→ **Directions**:
a - In the blog post about NBC's product placement, which character does Amanda Peete play on Studio 60 on the Sunset Strip?
b - Output the part of the blog post about NBC's product placement that opens with the words containing "And basically, I" and closes with "money and jobs.".
c - Write the next part of the blog post about NBC's product placement, picking up right after its last sentence.

[start Document]

Wednesday, November 22, 2006

They just can't let it go

The other day I noted NBC's recent not-so-subtle foray into the world of product integration and product placement.

My no-duh conclusion is that the networks are trying to find a revenue positive way around the Tivo phenomenon -- that more and more viewers (like me) are skipping commercial breaks thanks to the fast forward button on their DVRs.

And basically, I was okay with it. I even enjoyed the network poking fun at itself in episodes of The Office and 30 Rock.

But c'mon NBC, enough is enough. The network devoted an entire story line in this week's episode of Studio 60 on the Sunset Strip (one of my fav shows this year) to justifying to its audience way product placement is necessary and good.

The show featured network exec Jordan McDeere, played by hottie Amanda Peete, lecturing producer Danny Tripp on how placing product ads into the content of the fictional Studio 60 sketch comedy show can help the show save money and jobs.

[end Document]
[start Dataset excerpts]

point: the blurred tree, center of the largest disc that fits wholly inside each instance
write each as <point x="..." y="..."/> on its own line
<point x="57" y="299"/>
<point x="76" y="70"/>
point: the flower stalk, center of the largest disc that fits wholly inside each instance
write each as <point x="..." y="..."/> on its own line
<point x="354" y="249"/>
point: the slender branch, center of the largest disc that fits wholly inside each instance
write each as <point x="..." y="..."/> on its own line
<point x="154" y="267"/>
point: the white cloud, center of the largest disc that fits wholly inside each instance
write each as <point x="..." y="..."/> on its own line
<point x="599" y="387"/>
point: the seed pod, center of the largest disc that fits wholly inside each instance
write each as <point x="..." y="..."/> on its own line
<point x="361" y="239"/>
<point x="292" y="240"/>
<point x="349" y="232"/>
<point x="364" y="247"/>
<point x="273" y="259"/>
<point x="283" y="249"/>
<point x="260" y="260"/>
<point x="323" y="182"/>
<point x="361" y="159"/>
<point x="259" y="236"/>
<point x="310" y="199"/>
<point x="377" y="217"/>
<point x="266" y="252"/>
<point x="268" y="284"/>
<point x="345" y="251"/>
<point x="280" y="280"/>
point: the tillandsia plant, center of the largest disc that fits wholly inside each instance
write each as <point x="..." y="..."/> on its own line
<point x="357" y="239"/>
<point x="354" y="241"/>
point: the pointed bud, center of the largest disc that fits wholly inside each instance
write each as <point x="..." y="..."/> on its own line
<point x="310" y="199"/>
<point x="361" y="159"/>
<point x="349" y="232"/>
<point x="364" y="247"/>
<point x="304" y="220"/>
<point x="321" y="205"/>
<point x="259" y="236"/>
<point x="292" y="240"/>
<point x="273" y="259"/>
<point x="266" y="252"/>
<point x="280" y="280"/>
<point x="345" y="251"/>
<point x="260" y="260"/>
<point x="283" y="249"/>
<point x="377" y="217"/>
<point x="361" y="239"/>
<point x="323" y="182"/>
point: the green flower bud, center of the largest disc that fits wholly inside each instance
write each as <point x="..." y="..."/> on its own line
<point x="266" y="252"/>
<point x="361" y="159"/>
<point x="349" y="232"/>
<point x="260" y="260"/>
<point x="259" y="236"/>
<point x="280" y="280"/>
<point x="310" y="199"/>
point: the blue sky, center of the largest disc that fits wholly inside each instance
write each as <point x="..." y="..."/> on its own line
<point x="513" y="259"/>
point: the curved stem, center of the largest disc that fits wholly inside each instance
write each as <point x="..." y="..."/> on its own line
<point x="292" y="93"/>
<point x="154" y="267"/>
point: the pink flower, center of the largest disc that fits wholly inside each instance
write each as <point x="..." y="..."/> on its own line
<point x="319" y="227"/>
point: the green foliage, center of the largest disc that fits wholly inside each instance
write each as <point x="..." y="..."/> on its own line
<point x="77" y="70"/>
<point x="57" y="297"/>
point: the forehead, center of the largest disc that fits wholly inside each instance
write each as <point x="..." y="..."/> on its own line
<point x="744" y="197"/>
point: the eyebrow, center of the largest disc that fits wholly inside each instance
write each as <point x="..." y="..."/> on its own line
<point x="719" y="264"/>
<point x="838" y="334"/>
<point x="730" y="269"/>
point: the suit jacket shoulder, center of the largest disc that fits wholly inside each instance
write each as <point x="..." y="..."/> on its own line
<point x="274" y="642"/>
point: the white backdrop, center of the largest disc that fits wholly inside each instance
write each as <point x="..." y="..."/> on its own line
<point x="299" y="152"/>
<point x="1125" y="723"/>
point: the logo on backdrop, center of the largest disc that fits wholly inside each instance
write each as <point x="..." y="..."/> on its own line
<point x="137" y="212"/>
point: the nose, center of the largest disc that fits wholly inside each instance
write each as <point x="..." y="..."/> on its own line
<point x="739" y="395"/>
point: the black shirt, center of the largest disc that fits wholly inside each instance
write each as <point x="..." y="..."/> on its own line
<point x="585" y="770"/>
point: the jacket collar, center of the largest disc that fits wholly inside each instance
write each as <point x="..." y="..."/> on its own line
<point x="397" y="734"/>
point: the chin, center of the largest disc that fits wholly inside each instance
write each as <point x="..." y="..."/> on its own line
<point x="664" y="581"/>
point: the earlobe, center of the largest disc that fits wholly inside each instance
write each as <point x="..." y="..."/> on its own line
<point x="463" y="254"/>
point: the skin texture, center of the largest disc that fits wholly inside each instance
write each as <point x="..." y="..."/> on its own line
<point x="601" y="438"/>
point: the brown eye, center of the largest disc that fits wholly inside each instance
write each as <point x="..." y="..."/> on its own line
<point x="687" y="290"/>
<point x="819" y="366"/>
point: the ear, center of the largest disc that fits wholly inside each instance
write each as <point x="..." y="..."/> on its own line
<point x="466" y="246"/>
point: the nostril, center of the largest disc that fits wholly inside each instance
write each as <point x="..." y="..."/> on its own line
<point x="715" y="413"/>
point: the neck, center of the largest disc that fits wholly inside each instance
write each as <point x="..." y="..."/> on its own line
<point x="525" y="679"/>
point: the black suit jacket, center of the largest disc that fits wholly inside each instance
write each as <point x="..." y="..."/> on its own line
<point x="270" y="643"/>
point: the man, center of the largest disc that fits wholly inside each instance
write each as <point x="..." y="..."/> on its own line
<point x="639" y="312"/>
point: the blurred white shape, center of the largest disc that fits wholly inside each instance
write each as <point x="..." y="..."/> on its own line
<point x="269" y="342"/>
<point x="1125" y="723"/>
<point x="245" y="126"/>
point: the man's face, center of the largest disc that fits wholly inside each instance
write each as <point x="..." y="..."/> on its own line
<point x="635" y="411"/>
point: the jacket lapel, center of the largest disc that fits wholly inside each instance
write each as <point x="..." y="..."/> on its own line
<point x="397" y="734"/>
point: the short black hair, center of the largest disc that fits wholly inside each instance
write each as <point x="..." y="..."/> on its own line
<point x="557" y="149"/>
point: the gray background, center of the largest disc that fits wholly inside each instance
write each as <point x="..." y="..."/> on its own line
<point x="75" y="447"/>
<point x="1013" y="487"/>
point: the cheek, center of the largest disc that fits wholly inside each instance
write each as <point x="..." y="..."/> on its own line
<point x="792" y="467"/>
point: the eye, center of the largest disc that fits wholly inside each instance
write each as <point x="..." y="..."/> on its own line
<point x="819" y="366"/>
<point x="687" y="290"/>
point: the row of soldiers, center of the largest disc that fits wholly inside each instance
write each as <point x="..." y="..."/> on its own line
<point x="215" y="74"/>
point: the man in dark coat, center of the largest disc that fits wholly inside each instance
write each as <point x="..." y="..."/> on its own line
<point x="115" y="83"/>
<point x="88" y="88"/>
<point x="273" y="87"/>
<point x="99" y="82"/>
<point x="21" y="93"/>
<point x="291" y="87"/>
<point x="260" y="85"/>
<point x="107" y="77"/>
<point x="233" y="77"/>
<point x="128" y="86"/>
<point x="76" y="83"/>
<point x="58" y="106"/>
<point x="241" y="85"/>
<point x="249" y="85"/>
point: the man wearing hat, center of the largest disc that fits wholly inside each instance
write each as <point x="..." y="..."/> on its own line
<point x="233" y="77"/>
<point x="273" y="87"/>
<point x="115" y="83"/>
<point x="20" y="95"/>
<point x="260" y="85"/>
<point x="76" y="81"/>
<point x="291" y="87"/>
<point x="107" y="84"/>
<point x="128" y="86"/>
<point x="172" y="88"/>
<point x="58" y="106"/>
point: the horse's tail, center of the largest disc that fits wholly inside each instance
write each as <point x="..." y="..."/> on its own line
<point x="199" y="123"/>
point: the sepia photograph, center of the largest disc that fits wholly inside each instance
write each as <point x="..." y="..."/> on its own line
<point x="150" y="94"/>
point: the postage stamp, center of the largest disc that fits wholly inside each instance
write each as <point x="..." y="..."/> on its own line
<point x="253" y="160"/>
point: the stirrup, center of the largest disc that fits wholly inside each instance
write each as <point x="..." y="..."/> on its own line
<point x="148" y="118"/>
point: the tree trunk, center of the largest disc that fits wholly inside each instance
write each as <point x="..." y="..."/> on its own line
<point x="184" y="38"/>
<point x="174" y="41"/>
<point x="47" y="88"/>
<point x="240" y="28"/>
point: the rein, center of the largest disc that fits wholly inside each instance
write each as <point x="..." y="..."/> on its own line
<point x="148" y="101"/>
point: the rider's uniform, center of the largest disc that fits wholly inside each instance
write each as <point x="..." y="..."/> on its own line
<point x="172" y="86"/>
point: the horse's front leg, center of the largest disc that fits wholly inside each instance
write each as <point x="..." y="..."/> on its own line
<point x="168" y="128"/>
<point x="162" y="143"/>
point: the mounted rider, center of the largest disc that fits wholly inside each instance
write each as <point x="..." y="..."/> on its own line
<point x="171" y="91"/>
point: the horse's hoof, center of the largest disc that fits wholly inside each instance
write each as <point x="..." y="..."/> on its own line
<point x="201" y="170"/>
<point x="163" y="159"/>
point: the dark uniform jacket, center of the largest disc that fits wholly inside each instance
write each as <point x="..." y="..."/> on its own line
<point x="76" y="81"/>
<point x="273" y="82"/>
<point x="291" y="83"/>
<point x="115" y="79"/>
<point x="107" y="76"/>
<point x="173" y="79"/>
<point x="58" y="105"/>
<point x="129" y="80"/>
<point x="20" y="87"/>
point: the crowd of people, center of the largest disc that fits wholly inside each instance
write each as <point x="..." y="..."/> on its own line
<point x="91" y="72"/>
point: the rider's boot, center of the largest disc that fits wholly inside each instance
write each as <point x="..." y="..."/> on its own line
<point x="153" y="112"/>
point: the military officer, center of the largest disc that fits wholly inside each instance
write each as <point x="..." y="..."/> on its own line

[end Dataset excerpts]

→ **Answers by task**:
a - Network exec Jordan McDeere

b -
And basically, I was okay with it. I even enjoyed the network poking fun at itself in episodes of The Office and 30 Rock.

But c'mon NBC, enough is enough. The network devoted an entire story line in this week's episode of Studio 60 on the Sunset Strip (one of my fav shows this year) to justifying to its audience way product placement is necessary and good.

The show featured network exec Jordan McDeere, played by hottie Amanda Peete, lecturing producer Danny Tripp on how placing product ads into the content of the fictional Studio 60 sketch comedy show can help the show save money and jobs.

c -
It was a blatant attempt to guilt the viewing audience into accepting product integration into the television shows.

NBC doesn't seem to realize that this isn't necessary. I like the show because if has interesting characters and excellent writing. And there are plenty of opportunities to introduce product usage into the story lines subtly and effectively.

Explaining it before you do it is just insulting and distasteful. NBC, there are lots of networks and I'm sure all of them face revenues issues. As a viewer, I don't care what your financial problems are.

Put up smart, high-quality content and the revenue will follow. But don't air your dirty in-house problems for the rest of us to see. We have our own, more important things to deal with.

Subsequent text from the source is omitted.